Exercise description:
From the Columbus Day Storm post, copy the passage that begins with the words containing "It was the most" and ends with "this in mind!).".

Wednesday, October 10, 2012

The Columbus Day Storm 50th Anniversary

It was the most powerful and destructive storm to strike the Northwest since the arrival of European settlers.

AND it was probably the most powerful non-tropical cyclone to strike the lower-48 states during the past century.

The Columbus Day Storm occurred on October 12, 1962, with the fiftieth anniversary this week.

I have thought a lot about this event, partially because one of my research areas has been intense Northwest storms and in part because I am giving a talk on Thursday at Kane Hall.

The winds during the storm were amazing (see graphic of peak gusts, courtesy Wolf Read). Over 145 mph at Cape Blanco, 138 mph at Newport, over 130 mph at Mt. Hebo, 160 mph at the Naselle radar site in SW Washington, 116 in Portland, and 100 mph in Renton (so those people who put down Renton keep this in mind!). 


The central pressure of the Columbus Day Storm (CDS) dropped to approximately 955 hPa and was equivalent in pressure and winds to a category 3 hurricane (like Katrina as it struck New Orleans).    I have little doubt that if the CDS hit today it would result in many billions, if not tens of billions, of dollars of damage.  The Columbus Day Storm was FAR stronger than the "Perfect Storm" (Halloween 1991) of movie fame.  I mean it wasn't even close.


Before the storm was over 46 people had died, 317 were hospitalized, and 15 billion board feet of timber, enough to build 300,000 homes, had fallen.  Millions had lost power, with the twin high-tension power lines to Portland toppled like some children's Tinker Toys.

An interesting aspect of this storm was that is started as Typhoon Freda in the western Pacific.  Moving northward, this storm weakened and transitioned into a midlatitude cyclone.   In doing so, it switched energy sources from the warmth and moisture of the tropical Pacific to the differences in temperatures found in the midlatitudes (sort of a meteorological version of a hybrid car).  Moving across the Pacific, it swung south into a large trough over the eastern Pacific and then moved northward along the West Coast, growing very rapidly (see graphic of the path over the eastern Pacific of that storm and a few other big ones).


Here is a surface analysis (by Lynott and Cramer 1966) when the storm was immediately off the Oregon coast around 3 PM on October 12th).  Huge pressure gradients (differences) along the coast, which resulted in the amazing winds.

Did they forecast this event skillfully?  Alas, the answer is no.  The weather prediction made on October 11th was for improving conditions and no storm.  Only early on the 12th, when some ominous ship reports were received, did Weather Bureau forecasters realize that there was a serious storm approaching the region.

At my presentation on Thursday I will show a simulation that Rick Steed of my group made of this storm using a modern weather prediction system (WRF model).  We still failed to get a good forecast and I think I know the reason:  lack of enough data over the Pacific to initialize the model.  But don't worry, today we have so much information over the oceans (satellite data, aircraft information, buoys) that I have little doubt we would get the forecast correct.  In fact, my colleagues at the National Weather Service have not missed a major Northwest windstorm a day out since roughly 1990.

Items listed in a dataset
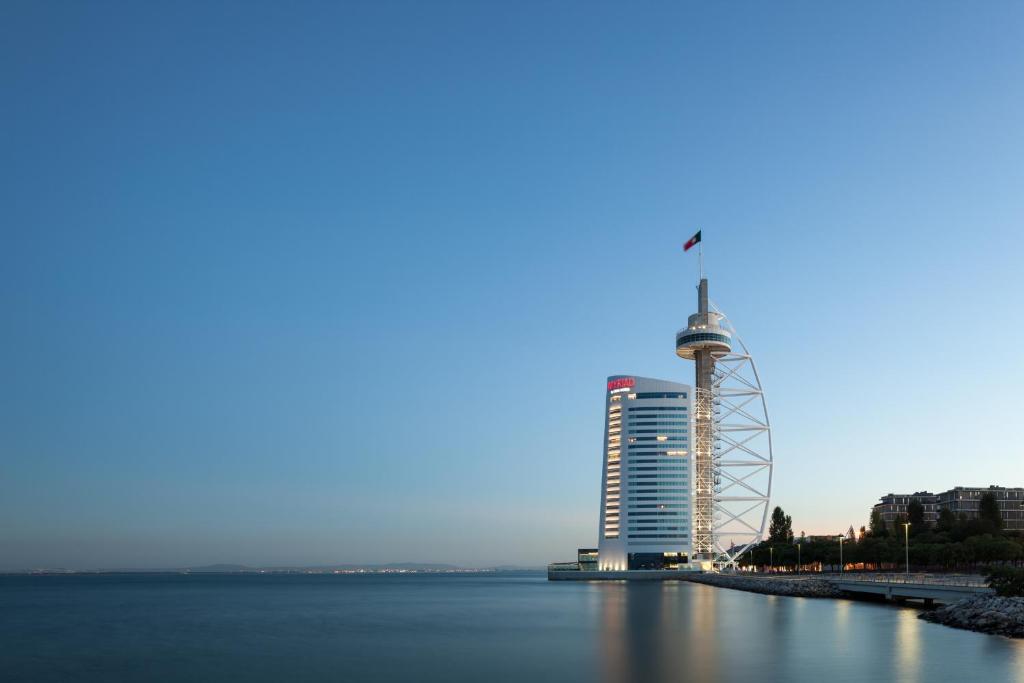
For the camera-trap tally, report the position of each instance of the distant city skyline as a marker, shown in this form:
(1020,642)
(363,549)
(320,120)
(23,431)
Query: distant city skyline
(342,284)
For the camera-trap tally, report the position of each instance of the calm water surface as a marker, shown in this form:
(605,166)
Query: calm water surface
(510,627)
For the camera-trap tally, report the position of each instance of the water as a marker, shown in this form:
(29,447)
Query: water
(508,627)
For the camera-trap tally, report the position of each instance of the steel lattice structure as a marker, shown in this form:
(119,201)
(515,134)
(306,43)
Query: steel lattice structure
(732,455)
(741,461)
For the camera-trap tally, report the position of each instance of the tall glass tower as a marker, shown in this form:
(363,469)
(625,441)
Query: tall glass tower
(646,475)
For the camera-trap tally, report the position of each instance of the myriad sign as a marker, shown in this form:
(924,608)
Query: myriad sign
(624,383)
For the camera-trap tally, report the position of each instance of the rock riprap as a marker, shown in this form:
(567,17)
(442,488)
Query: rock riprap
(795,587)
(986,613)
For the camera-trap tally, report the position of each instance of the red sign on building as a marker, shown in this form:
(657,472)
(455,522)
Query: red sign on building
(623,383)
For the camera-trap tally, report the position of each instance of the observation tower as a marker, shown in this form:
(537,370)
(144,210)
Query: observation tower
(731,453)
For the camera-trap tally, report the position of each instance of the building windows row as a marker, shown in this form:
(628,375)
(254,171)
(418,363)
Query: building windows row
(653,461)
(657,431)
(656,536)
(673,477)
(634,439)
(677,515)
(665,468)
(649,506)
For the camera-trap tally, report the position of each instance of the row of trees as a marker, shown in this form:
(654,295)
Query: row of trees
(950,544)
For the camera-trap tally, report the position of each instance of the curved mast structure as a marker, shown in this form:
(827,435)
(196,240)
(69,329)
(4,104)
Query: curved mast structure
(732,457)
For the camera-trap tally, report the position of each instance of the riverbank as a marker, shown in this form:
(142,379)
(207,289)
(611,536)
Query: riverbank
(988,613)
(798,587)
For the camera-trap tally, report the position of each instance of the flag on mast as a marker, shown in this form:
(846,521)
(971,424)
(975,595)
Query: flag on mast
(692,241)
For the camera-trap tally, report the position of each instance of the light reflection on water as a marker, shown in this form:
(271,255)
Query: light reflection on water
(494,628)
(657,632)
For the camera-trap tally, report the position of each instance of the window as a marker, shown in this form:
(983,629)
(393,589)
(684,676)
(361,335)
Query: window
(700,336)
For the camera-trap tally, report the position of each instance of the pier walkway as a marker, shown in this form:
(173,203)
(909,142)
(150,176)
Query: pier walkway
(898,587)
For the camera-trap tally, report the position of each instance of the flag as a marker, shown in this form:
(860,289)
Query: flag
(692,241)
...
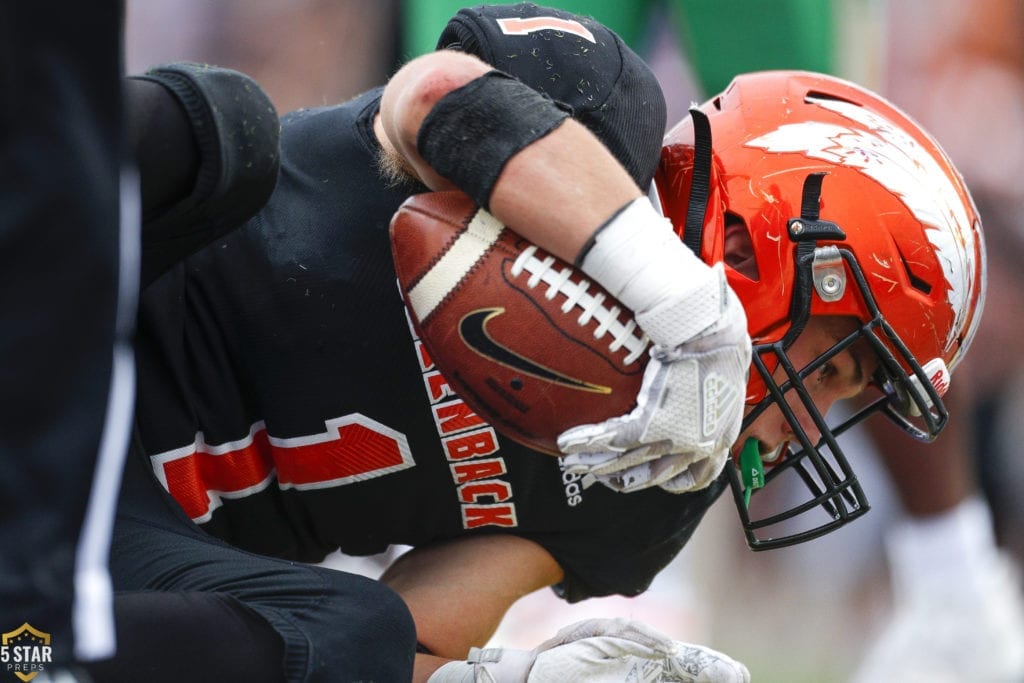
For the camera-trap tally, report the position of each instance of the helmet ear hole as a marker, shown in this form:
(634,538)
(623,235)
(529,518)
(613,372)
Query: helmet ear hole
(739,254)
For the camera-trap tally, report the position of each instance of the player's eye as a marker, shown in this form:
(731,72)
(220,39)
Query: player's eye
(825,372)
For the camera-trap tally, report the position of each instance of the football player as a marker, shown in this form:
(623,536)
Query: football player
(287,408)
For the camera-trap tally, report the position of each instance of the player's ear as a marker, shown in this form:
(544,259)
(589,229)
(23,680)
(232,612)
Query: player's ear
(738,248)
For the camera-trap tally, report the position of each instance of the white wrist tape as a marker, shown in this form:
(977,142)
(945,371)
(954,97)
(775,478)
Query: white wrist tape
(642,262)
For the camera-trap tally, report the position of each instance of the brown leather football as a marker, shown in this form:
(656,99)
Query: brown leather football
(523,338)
==
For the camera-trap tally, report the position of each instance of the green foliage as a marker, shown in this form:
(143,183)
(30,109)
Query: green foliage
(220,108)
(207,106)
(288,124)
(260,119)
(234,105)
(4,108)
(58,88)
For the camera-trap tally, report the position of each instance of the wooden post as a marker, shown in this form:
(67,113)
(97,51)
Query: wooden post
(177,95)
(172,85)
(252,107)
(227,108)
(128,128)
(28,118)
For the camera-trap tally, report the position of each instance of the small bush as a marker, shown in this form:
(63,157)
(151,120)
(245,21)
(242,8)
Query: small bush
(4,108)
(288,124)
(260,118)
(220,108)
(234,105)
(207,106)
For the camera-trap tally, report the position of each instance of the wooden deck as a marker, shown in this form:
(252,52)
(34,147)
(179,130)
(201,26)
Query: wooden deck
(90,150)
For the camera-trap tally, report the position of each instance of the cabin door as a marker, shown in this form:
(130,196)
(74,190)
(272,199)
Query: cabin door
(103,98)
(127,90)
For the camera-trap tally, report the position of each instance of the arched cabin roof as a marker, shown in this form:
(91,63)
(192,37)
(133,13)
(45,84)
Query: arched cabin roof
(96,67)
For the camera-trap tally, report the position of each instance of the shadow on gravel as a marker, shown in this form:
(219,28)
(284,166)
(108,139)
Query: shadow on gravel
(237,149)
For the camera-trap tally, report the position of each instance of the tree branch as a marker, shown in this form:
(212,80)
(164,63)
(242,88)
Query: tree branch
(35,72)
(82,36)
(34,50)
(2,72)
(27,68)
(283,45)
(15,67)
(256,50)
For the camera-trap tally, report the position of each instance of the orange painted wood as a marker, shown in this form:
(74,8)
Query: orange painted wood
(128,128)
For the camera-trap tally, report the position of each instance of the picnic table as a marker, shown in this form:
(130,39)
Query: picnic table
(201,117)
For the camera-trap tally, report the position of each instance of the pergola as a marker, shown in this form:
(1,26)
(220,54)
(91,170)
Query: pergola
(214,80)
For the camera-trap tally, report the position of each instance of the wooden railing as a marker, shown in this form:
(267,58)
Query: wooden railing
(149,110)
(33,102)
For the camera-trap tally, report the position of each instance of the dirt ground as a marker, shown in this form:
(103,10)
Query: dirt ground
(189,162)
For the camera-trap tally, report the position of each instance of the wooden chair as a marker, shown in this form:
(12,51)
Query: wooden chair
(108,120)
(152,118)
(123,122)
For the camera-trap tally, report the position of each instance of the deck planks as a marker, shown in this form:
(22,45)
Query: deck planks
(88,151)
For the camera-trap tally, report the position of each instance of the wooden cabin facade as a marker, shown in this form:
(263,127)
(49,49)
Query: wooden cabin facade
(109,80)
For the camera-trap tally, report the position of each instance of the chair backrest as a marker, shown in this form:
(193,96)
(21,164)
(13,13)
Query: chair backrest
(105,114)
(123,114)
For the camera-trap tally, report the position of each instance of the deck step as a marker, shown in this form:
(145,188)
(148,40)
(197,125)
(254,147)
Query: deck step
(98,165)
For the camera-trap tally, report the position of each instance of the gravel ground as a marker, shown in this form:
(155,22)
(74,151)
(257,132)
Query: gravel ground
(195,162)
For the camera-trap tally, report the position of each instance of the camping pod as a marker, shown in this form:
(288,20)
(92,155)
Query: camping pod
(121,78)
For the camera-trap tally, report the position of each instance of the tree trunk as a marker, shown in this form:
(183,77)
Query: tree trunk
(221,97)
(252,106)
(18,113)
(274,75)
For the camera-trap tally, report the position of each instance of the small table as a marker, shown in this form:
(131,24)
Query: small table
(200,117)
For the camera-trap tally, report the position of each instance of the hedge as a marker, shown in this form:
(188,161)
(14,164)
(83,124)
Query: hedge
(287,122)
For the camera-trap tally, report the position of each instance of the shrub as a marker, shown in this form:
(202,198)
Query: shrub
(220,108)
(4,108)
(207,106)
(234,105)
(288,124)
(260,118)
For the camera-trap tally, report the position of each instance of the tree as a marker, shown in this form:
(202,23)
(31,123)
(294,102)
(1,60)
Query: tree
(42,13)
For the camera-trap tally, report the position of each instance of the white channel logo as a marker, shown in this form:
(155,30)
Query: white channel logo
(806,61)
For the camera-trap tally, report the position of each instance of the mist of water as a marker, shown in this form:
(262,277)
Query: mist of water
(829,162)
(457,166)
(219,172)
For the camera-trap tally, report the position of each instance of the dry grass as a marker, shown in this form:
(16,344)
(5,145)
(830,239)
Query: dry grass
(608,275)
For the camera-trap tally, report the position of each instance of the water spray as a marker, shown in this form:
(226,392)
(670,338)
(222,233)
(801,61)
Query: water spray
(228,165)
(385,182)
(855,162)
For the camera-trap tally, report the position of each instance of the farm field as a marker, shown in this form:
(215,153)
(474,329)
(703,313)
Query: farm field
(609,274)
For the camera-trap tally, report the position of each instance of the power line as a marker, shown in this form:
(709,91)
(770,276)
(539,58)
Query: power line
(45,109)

Answer below:
It was the most powerful and destructive storm to strike the Northwest since the arrival of European settlers.

AND it was probably the most powerful non-tropical cyclone to strike the lower-48 states during the past century.

The Columbus Day Storm occurred on October 12, 1962, with the fiftieth anniversary this week.

I have thought a lot about this event, partially because one of my research areas has been intense Northwest storms and in part because I am giving a talk on Thursday at Kane Hall.

The winds during the storm were amazing (see graphic of peak gusts, courtesy Wolf Read). Over 145 mph at Cape Blanco, 138 mph at Newport, over 130 mph at Mt. Hebo, 160 mph at the Naselle radar site in SW Washington, 116 in Portland, and 100 mph in Renton (so those people who put down Renton keep this in mind!).